*Supplied information*:
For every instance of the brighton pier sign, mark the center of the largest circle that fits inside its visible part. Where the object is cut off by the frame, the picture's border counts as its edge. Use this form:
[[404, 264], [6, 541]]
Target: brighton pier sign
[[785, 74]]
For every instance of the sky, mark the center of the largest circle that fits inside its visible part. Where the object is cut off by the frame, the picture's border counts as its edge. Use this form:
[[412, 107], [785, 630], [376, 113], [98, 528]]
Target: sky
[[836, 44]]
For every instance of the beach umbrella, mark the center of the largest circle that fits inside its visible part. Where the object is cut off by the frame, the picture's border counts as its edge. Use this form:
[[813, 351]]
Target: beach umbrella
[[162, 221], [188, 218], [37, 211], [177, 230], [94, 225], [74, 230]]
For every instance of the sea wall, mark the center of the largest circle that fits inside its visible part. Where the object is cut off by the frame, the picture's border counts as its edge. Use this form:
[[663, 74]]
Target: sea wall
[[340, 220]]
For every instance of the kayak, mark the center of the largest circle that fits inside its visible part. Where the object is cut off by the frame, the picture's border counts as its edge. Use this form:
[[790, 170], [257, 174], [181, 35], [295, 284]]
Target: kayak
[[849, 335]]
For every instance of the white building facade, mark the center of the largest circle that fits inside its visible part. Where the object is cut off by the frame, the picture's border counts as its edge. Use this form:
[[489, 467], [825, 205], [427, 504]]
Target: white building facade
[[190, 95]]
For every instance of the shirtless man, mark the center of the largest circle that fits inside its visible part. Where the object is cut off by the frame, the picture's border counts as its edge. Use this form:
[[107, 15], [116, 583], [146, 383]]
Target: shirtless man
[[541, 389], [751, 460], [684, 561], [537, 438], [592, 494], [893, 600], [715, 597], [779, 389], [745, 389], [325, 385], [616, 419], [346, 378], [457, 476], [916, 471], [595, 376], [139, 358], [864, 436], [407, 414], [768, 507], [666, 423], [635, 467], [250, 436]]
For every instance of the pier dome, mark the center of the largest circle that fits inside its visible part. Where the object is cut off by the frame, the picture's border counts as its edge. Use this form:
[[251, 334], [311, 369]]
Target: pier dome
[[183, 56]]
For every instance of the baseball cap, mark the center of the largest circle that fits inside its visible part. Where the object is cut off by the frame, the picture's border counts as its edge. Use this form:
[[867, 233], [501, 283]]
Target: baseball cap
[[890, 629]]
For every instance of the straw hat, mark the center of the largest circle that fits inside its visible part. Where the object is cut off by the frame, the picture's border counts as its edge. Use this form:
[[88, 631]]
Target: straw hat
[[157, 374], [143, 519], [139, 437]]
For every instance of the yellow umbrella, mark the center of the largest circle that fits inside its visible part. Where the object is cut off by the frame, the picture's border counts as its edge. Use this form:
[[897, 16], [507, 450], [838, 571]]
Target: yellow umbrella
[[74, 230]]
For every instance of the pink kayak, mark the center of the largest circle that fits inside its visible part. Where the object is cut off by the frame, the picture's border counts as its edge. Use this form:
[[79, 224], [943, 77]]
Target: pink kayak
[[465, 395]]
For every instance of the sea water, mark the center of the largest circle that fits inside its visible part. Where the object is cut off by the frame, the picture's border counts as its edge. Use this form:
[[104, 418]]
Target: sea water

*Task goal*: Copy the records from the line with "For every instance of the sea wall, mark" to the line with "[[849, 335]]", switching "kayak" to "canoe" and leaving all else as it is. Give only those lines.

*Reply to the task*:
For every instance of the sea wall, mark the center of the largest circle that fits inside its visible part. Where the object is cut off by the frame, the picture's border counts as its edge. Use this form:
[[663, 74]]
Target: sea wall
[[340, 220]]
For every instance of the canoe, mark the center of the largest circle that fits inside its visible part. Where the object is cut off by the frame, the picture's border counts as its edge. Use this form:
[[790, 170], [257, 174], [181, 35], [295, 284]]
Target: canoe
[[849, 335]]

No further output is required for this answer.